Pull out each line of the records below that contains the word "marble", and copy those lines unchanged.

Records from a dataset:
========================================================================
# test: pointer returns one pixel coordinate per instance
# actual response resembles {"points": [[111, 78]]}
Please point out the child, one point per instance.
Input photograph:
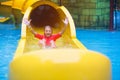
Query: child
{"points": [[48, 39]]}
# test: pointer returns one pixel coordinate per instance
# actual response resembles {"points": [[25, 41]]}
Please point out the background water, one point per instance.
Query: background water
{"points": [[108, 43]]}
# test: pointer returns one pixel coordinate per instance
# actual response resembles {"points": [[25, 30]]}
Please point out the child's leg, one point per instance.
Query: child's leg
{"points": [[42, 42], [52, 44]]}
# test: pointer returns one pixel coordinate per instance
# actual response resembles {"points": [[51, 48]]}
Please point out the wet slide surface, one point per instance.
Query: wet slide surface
{"points": [[93, 41]]}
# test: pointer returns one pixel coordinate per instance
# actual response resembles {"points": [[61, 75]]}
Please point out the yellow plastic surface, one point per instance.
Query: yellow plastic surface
{"points": [[3, 19], [69, 61]]}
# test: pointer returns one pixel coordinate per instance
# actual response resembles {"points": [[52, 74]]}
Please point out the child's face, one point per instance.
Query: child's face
{"points": [[48, 31]]}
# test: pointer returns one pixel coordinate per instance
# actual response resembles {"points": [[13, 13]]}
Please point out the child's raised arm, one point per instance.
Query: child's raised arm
{"points": [[65, 25], [27, 22]]}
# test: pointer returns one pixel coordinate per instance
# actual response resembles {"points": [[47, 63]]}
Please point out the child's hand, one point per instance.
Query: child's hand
{"points": [[26, 21], [65, 21]]}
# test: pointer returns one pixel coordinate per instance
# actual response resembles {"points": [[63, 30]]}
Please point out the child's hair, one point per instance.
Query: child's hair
{"points": [[48, 26]]}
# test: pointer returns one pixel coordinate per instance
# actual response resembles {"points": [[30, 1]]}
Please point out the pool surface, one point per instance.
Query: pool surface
{"points": [[108, 43]]}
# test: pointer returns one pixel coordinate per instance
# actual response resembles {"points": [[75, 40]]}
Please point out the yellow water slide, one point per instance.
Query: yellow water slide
{"points": [[71, 60]]}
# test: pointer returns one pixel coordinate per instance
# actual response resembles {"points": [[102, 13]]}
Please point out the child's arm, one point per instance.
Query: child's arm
{"points": [[27, 22], [65, 25]]}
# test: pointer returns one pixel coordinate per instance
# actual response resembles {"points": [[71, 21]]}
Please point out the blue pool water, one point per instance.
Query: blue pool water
{"points": [[108, 43], [8, 43]]}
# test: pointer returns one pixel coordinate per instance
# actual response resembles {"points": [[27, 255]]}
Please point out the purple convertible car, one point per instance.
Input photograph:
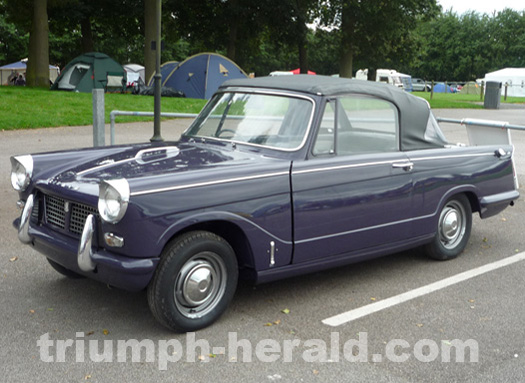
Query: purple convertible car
{"points": [[276, 177]]}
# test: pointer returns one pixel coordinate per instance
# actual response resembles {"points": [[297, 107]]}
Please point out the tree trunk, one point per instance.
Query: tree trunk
{"points": [[303, 57], [87, 35], [150, 23], [302, 32], [232, 40], [346, 63], [347, 48], [234, 29], [37, 72]]}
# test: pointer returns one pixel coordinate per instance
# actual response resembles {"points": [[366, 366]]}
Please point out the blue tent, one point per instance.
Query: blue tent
{"points": [[201, 75], [165, 71]]}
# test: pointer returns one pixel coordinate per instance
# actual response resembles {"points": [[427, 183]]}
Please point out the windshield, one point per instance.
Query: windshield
{"points": [[268, 120]]}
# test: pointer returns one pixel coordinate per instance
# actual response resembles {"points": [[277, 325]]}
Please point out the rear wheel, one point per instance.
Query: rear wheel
{"points": [[453, 229], [194, 281]]}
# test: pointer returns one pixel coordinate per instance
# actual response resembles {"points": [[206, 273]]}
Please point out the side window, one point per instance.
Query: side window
{"points": [[325, 141], [358, 124]]}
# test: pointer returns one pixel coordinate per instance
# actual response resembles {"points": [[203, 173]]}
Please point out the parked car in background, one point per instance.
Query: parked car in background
{"points": [[276, 177], [392, 77], [419, 85]]}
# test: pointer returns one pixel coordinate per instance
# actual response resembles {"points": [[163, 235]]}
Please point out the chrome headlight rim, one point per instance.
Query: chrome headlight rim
{"points": [[21, 172], [113, 199]]}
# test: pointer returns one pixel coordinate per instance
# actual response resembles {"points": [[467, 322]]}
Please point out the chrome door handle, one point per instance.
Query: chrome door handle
{"points": [[408, 166]]}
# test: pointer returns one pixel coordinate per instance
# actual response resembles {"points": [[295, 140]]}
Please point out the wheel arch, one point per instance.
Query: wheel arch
{"points": [[230, 231]]}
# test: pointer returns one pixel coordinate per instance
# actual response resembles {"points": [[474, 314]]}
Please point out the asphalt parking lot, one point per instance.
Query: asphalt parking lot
{"points": [[60, 330]]}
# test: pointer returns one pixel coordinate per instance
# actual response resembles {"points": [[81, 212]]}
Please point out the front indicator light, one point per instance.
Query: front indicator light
{"points": [[113, 199], [21, 172]]}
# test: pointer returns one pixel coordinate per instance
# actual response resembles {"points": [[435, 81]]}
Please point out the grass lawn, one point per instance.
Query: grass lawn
{"points": [[26, 108], [460, 101]]}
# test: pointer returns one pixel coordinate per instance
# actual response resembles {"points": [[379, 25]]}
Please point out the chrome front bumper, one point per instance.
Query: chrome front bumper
{"points": [[84, 253]]}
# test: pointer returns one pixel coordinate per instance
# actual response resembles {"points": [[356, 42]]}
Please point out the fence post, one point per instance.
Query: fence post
{"points": [[98, 118], [482, 90]]}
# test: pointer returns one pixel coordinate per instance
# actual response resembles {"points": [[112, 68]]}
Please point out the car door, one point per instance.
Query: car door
{"points": [[354, 193]]}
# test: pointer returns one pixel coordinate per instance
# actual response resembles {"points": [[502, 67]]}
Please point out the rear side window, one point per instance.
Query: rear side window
{"points": [[357, 124]]}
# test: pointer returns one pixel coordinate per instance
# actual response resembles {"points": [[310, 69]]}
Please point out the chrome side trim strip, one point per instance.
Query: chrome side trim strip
{"points": [[364, 229], [85, 263], [23, 229], [491, 154], [348, 166], [398, 161], [208, 183]]}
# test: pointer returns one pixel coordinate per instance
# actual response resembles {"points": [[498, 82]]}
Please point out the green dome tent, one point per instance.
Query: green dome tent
{"points": [[87, 72], [201, 75]]}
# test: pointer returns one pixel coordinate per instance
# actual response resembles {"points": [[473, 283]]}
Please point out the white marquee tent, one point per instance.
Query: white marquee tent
{"points": [[514, 77]]}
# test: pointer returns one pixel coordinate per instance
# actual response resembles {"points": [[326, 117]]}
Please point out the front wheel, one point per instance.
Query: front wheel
{"points": [[194, 281], [453, 229]]}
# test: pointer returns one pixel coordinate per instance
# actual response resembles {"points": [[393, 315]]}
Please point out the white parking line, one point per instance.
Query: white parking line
{"points": [[338, 320]]}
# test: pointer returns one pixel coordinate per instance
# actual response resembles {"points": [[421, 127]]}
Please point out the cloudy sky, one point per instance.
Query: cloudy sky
{"points": [[481, 6]]}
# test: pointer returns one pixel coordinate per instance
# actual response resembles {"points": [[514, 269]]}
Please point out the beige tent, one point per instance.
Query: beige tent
{"points": [[20, 67], [471, 88]]}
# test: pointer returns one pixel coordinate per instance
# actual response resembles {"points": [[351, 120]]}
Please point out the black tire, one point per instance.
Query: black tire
{"points": [[453, 229], [65, 272], [194, 282]]}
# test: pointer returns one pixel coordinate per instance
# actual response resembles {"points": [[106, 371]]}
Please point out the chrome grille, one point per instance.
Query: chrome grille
{"points": [[79, 214], [66, 215], [36, 209], [55, 211]]}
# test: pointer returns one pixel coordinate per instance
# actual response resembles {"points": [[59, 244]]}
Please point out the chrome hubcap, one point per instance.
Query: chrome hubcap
{"points": [[200, 284], [452, 225]]}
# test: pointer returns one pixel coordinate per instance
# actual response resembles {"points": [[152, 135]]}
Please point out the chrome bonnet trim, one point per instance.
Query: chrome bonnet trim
{"points": [[208, 183]]}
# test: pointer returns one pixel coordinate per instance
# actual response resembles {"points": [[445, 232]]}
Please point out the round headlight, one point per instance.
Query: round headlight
{"points": [[21, 172], [113, 198]]}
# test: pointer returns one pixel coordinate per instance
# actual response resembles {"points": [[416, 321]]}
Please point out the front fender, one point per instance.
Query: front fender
{"points": [[262, 243]]}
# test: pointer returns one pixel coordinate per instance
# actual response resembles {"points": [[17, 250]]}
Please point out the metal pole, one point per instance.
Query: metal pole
{"points": [[158, 77], [98, 117]]}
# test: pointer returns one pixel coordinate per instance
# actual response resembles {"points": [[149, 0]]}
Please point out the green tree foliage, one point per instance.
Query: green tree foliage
{"points": [[372, 31], [266, 35], [466, 47], [13, 39]]}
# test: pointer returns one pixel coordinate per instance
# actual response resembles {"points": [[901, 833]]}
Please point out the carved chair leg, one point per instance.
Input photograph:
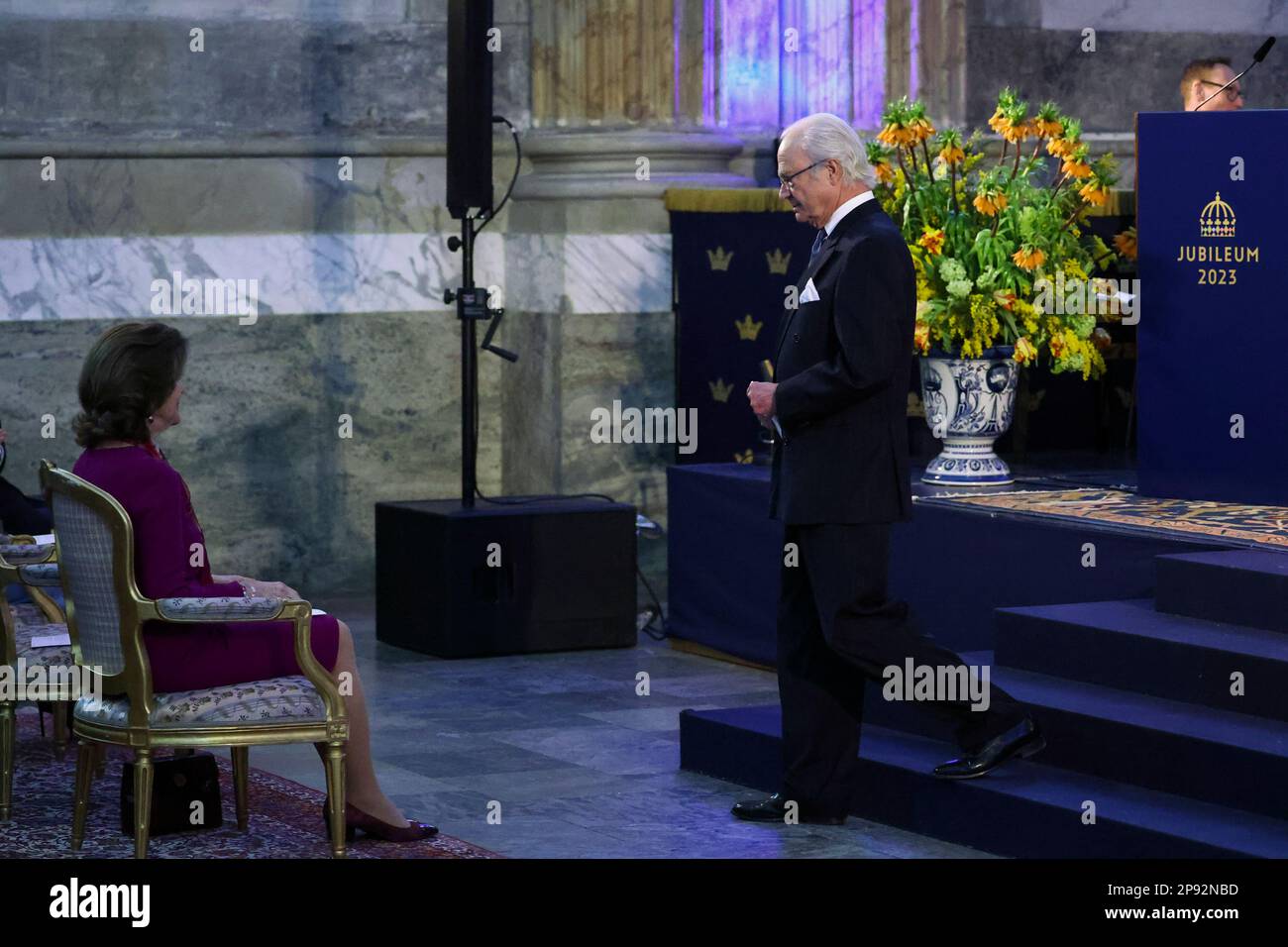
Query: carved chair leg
{"points": [[241, 770], [335, 792], [7, 740], [84, 763], [62, 733], [142, 799]]}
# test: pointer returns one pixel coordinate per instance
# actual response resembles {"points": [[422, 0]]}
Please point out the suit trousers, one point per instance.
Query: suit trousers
{"points": [[838, 629]]}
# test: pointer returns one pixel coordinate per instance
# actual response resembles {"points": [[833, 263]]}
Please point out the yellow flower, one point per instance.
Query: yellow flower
{"points": [[932, 240], [990, 202], [1126, 243], [1093, 193], [1017, 132], [921, 337], [1061, 147], [1076, 169], [1029, 258], [896, 136]]}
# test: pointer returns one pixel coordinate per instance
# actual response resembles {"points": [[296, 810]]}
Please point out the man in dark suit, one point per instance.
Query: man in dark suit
{"points": [[840, 479]]}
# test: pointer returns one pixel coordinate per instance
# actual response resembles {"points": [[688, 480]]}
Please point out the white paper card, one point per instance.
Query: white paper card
{"points": [[51, 641]]}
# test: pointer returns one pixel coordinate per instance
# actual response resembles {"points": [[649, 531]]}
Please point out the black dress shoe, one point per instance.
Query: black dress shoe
{"points": [[1021, 740], [774, 809]]}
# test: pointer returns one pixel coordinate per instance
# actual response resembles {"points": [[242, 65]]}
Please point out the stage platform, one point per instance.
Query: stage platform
{"points": [[1159, 674]]}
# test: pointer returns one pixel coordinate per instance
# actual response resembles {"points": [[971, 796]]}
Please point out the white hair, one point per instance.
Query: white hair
{"points": [[824, 136]]}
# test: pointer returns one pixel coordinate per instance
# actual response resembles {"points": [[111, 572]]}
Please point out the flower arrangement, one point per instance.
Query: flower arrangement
{"points": [[987, 235]]}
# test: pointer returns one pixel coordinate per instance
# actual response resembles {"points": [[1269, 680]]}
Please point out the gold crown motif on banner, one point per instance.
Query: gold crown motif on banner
{"points": [[777, 262], [719, 258], [748, 329], [1216, 219]]}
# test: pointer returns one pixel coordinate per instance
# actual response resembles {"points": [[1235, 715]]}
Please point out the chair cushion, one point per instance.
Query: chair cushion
{"points": [[218, 608], [25, 553], [44, 574], [277, 699]]}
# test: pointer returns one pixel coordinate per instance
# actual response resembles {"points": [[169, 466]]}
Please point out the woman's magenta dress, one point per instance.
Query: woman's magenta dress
{"points": [[189, 657]]}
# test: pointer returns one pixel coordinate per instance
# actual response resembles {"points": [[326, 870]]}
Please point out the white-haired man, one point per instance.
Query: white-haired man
{"points": [[840, 478]]}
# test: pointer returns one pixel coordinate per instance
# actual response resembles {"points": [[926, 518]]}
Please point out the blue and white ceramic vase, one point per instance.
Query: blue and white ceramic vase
{"points": [[969, 403]]}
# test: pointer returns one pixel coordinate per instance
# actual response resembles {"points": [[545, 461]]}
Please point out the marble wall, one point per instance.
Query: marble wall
{"points": [[227, 169]]}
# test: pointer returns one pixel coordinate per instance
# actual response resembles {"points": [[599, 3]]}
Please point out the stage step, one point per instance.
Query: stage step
{"points": [[1132, 647], [1211, 755], [1240, 586], [1025, 809]]}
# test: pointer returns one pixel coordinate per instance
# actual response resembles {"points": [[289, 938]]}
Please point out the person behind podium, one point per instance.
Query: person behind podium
{"points": [[129, 393], [1202, 77], [840, 479]]}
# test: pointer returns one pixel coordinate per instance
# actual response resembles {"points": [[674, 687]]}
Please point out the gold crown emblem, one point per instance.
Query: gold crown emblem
{"points": [[1216, 219], [777, 262], [719, 258], [747, 329]]}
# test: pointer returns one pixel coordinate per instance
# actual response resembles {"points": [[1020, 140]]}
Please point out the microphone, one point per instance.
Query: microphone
{"points": [[1256, 56]]}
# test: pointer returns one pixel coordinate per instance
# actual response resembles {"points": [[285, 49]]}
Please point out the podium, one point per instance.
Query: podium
{"points": [[1212, 228]]}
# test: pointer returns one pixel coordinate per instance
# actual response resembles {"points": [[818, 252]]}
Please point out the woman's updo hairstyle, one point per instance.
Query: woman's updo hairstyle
{"points": [[128, 373]]}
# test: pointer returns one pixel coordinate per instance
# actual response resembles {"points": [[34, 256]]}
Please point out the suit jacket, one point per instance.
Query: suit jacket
{"points": [[841, 368]]}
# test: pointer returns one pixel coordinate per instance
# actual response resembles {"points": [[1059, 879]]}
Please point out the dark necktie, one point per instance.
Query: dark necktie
{"points": [[818, 244]]}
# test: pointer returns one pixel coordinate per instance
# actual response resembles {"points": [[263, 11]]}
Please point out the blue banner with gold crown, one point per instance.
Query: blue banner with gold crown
{"points": [[733, 252], [1212, 202]]}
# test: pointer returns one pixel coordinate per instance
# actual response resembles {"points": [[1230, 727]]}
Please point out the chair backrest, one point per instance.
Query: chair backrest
{"points": [[95, 558]]}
========================================================================
### RESPONSE TO THIS TASK
Please point out the marble wall, one point per instance.
Query: marble wall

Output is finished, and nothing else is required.